● **Task to complete**
Render every one of the rows below as a numbered list, skipping blank lines. Leave the pictures out of your answer.
— Begin Material provided —
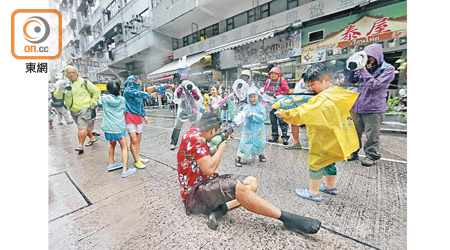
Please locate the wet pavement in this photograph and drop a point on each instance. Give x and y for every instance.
(91, 208)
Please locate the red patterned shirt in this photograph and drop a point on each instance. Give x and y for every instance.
(192, 148)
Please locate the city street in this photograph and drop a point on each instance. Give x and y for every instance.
(91, 208)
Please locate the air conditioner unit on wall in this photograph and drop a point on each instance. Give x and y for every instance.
(127, 25)
(137, 18)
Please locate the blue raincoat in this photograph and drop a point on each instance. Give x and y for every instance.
(134, 97)
(253, 132)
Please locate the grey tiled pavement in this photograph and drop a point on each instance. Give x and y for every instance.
(90, 208)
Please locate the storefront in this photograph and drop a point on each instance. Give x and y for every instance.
(282, 50)
(345, 36)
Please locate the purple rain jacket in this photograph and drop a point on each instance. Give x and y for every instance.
(373, 87)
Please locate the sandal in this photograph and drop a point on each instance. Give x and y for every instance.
(304, 193)
(90, 143)
(262, 158)
(80, 150)
(237, 162)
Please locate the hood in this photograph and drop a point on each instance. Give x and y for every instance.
(343, 99)
(375, 51)
(275, 70)
(253, 90)
(132, 83)
(112, 100)
(247, 73)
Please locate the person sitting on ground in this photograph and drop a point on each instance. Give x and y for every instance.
— End Material provided —
● **Response to this exercise**
1. Please locate the wet pavement in this photograph and drop a point on each instance. Give x and y for every instance.
2. (91, 208)
3. Please locate the red patterned shirt in this photograph and drop a point on each instance. Give x and y for every instance.
4. (192, 148)
5. Please locate the city street in this photograph and drop a point on each instance. Give x and y for every instance.
6. (91, 208)
7. Please locate the air conditioner unit on wall in this photograph and drop a point on each instance. Give x and y for every instance.
8. (127, 25)
9. (137, 18)
10. Please locate the blue raincoat in this photograph and drop a point on each instance. Give x and y for every instance.
11. (134, 97)
12. (253, 132)
13. Please locate the grey tiled pavement in this photograph and drop a point on each instance. Give x and y for every instance.
14. (90, 208)
15. Please locate the storefront in this photograph and drop a point on each instance. Give x and y for every instance.
16. (282, 50)
17. (345, 36)
18. Please locate the purple rain jacket in this photograph and drop a point on each instance. Give x and y for every instance.
19. (373, 87)
20. Please locate the sandal in this photograph and drop a point on each instance. Give x and y for every instance.
21. (304, 193)
22. (90, 143)
23. (262, 158)
24. (80, 150)
25. (237, 162)
26. Please locate the hood in this photograph and drop a point on each instance. Give x and y for every instance.
27. (343, 99)
28. (375, 51)
29. (275, 70)
30. (253, 90)
31. (132, 83)
32. (112, 100)
33. (247, 73)
34. Please locate the person sitting on ground in this photograph and drop a point on each instance. Give x and y for every instance.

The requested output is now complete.